>> START Document section

We call the Holy Family holy, not because they were perfect but because they were receptive to the only one who is holy, the Holy One of Israel. God deigned to use Mary and Joseph as instruments of redemption. God chose to enter into the world’s mess to relieve the world’s stress. The stress of human sin would have crippled us forever had God not intervened. But God did not wait until the perfect woman and the perfect man came along in order to create the perfect Holy Family. Although Luke tells us that Mary had found favor with God, and Matthew tells us that Joseph was a righteous man, that does not imply perfection in either one of them. Holiness means being an obedient vassal and a receptive vessel for the Holy One. We are holy when are in touch with the Holy One. We are holy when the Holy One can use us in our unholiness, our uncleanness, our imperfection, in order to accomplish God’s purpose for the world.

The question for you and me this Christmas is not whether we will rise to the occasion and come closer to the Holy Family. It is not whether we will clean up the messes of our lives and families in order for God to be made known in our lives. It is whether we can learn in the midst of it to sing like angels, worship like shepherds, give gifts like wise men, and support each other like Joseph, trust God like Mary, and simply get lost in wonder love and praise like Christians of all times.

We need a new perspective on all of this. My colleague and friend, Glen Schmucker, told the Cliff Temple congregation last week about a discovery that was made at Grand Central Station in New York City a few years ago. If you go there these days, you can look up to the ceiling as you might look up to the heavens and see there on that magnificent 150-foot-high, 160-foot-wide, and 470-foot-long expanse some brilliantly painted zodiac constellations. The French artist Paul César Helleu decorated the building’s vault between 1903 and 1913. Unfortunately, over the years the accumulation of soot and grime had completely obscured the work. Now after restoration you can see it in all its intended glory.

>> END Document section
>> START Dataset records

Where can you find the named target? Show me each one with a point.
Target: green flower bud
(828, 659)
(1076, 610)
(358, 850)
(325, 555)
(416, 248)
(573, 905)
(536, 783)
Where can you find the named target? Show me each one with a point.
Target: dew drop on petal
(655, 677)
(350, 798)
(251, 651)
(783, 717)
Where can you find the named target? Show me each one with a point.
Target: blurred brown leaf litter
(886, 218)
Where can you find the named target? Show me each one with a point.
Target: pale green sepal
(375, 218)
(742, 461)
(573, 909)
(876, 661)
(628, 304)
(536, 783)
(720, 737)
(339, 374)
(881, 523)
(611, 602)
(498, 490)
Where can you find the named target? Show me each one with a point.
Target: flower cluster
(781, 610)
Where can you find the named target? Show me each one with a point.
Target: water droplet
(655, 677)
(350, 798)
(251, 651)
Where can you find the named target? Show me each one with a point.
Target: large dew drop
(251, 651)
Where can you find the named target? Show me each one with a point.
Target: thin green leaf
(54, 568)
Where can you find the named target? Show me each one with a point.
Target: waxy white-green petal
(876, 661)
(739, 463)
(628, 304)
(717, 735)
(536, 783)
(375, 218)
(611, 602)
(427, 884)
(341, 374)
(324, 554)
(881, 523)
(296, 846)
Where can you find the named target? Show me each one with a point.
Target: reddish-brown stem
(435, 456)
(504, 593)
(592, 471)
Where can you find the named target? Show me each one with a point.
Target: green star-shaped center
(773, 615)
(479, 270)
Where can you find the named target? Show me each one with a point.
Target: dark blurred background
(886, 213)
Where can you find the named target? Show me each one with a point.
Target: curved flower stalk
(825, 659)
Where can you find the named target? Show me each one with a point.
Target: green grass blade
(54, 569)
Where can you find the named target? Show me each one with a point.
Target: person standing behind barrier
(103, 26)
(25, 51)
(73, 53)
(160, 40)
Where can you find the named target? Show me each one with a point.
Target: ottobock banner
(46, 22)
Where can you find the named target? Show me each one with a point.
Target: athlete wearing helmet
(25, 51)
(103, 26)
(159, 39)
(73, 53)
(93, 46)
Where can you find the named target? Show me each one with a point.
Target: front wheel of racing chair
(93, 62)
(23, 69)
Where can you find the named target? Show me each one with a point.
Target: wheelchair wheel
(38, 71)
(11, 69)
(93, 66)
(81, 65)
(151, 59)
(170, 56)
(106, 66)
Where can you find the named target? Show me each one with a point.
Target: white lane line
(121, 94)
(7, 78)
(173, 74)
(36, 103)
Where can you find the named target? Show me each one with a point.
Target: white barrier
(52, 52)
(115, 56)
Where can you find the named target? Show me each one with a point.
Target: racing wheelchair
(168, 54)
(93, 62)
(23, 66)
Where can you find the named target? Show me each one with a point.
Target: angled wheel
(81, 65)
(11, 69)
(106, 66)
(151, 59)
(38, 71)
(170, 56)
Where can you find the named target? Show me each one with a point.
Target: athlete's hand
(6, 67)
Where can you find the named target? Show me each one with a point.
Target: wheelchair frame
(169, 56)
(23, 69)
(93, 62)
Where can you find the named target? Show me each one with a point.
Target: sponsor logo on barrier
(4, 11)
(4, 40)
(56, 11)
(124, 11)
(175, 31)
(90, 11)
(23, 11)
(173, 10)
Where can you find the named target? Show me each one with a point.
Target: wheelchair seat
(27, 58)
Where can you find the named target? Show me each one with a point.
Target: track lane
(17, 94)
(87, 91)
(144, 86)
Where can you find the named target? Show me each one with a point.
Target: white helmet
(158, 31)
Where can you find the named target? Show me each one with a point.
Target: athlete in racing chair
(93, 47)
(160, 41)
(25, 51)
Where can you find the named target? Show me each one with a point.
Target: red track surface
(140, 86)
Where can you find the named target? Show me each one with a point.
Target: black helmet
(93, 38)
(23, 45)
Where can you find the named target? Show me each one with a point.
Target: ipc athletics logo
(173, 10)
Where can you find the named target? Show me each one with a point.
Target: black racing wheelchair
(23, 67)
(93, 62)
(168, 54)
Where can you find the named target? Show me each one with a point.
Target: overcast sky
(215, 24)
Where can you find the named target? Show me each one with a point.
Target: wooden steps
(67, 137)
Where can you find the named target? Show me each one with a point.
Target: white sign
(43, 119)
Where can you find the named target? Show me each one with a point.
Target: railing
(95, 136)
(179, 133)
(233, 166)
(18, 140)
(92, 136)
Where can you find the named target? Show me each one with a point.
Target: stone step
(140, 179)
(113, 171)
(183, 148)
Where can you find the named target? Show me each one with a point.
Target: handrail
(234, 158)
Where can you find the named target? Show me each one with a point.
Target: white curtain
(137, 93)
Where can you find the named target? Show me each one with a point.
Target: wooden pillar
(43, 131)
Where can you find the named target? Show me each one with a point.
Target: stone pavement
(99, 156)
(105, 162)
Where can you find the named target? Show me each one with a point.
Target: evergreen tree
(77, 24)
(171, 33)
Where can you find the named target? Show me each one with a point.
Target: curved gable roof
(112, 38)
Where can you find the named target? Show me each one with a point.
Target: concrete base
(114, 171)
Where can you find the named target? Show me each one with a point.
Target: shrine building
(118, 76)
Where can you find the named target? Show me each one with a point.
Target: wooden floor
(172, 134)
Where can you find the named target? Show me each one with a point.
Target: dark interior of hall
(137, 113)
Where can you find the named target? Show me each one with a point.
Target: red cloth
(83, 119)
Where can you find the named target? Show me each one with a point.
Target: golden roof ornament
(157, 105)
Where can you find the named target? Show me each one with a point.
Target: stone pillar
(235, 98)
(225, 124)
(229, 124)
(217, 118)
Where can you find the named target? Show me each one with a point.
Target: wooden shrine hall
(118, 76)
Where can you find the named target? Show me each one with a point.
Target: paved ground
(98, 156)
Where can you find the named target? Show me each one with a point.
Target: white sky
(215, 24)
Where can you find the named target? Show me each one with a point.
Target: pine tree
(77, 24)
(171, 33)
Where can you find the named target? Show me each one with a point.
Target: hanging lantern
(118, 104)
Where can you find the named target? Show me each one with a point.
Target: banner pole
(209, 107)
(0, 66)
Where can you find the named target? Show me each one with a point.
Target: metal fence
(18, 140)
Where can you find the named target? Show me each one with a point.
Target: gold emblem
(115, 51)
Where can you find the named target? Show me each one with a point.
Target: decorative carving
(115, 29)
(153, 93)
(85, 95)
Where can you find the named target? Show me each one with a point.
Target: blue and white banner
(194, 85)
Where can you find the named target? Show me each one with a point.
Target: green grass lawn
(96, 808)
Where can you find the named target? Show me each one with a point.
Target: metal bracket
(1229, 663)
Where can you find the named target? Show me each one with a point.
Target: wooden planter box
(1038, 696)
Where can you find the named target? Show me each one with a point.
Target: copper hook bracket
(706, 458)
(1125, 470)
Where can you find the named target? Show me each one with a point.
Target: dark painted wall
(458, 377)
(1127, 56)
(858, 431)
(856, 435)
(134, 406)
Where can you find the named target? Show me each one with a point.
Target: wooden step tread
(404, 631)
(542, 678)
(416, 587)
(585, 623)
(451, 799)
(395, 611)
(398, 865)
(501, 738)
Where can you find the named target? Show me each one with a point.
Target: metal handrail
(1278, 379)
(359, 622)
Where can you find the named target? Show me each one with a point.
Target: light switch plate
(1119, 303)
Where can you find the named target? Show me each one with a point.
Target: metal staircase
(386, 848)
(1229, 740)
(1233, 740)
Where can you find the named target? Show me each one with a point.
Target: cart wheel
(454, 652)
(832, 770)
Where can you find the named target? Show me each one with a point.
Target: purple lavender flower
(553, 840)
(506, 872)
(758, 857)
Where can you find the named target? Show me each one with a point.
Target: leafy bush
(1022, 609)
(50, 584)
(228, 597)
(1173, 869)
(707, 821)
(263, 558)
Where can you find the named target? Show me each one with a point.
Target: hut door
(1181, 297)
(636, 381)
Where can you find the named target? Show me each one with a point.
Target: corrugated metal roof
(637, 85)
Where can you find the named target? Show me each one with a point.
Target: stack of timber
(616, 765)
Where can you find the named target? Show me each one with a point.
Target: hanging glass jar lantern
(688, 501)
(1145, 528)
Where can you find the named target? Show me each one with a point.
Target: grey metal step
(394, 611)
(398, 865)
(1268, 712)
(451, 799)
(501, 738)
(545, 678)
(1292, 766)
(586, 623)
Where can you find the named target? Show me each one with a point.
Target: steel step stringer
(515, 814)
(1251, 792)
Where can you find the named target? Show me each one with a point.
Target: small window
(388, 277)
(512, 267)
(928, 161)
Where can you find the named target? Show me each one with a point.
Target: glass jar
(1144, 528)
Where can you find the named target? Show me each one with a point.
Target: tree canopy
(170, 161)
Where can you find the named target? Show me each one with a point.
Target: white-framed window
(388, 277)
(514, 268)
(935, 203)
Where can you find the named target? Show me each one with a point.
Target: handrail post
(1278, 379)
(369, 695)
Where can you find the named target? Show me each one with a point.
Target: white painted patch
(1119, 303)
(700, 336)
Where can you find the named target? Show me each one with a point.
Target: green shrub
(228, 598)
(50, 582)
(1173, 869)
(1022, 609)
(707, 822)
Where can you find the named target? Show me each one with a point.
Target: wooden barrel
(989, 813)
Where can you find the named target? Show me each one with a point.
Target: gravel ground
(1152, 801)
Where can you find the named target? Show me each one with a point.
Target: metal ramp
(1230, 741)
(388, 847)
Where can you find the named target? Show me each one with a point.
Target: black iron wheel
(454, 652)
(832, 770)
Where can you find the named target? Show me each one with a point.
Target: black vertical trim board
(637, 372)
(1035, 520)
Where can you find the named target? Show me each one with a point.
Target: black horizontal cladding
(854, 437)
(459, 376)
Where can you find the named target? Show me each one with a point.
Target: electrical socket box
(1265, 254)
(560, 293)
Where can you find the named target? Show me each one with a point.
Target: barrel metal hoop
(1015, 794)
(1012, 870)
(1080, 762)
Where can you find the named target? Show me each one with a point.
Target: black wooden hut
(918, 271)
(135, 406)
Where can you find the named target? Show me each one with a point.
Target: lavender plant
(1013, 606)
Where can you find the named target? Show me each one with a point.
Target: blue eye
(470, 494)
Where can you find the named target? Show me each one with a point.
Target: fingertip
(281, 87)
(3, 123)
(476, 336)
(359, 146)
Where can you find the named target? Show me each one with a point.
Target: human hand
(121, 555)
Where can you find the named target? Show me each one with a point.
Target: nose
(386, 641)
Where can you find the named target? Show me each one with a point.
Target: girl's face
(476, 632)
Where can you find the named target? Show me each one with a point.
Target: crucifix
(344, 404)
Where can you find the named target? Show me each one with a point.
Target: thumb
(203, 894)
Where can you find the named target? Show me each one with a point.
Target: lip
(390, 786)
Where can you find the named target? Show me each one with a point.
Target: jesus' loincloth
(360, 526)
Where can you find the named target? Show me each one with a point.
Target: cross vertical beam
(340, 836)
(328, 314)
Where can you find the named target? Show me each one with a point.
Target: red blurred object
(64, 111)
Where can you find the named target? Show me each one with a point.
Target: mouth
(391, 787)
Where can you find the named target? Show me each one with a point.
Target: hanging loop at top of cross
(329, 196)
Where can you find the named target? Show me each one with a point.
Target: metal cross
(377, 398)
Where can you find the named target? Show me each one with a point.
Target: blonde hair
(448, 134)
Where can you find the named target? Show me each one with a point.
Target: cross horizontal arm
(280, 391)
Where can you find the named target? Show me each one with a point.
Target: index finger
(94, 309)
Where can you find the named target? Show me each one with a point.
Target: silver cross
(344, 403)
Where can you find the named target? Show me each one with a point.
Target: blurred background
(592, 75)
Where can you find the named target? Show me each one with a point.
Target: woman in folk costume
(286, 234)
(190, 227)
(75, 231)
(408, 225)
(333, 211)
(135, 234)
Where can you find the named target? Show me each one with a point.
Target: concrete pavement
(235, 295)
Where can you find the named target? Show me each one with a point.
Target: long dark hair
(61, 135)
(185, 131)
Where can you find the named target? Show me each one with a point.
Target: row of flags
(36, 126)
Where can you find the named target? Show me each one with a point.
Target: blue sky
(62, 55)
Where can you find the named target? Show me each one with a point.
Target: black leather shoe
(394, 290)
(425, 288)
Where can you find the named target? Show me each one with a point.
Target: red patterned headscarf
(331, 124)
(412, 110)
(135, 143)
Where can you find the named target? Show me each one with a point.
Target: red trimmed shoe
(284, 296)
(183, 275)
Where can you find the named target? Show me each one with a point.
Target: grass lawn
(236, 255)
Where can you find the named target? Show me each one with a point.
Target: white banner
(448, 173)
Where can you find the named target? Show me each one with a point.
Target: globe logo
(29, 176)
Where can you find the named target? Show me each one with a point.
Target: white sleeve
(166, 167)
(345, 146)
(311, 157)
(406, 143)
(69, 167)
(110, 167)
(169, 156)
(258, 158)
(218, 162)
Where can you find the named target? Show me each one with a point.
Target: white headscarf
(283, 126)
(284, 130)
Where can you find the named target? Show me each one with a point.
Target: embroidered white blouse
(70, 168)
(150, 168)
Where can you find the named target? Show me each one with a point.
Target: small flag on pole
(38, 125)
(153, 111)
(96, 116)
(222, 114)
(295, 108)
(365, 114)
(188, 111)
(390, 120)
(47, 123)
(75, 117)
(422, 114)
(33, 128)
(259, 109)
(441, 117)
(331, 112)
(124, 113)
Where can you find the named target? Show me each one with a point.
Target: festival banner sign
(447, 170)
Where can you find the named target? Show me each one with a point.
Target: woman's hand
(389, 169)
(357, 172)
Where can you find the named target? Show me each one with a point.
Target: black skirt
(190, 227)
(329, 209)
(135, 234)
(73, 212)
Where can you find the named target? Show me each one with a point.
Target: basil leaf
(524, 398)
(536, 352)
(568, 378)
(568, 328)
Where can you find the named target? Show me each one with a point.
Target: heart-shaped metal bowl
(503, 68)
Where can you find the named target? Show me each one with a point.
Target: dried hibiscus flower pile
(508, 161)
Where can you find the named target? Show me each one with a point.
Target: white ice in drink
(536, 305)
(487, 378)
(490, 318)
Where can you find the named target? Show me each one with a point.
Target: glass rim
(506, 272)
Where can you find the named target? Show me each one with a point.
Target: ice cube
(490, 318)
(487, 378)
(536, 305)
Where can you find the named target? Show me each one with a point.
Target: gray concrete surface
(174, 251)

>> END Dataset records

**Your tasks**
1. In the passage about the Holy Family, who decorated the vault of Grand Central Station?
2. How many lines of the listing contain the string "blue", counting case as significant? Reply with the number alone.

**Results by task**
1. The French artist Paul César Helleu.

2. 3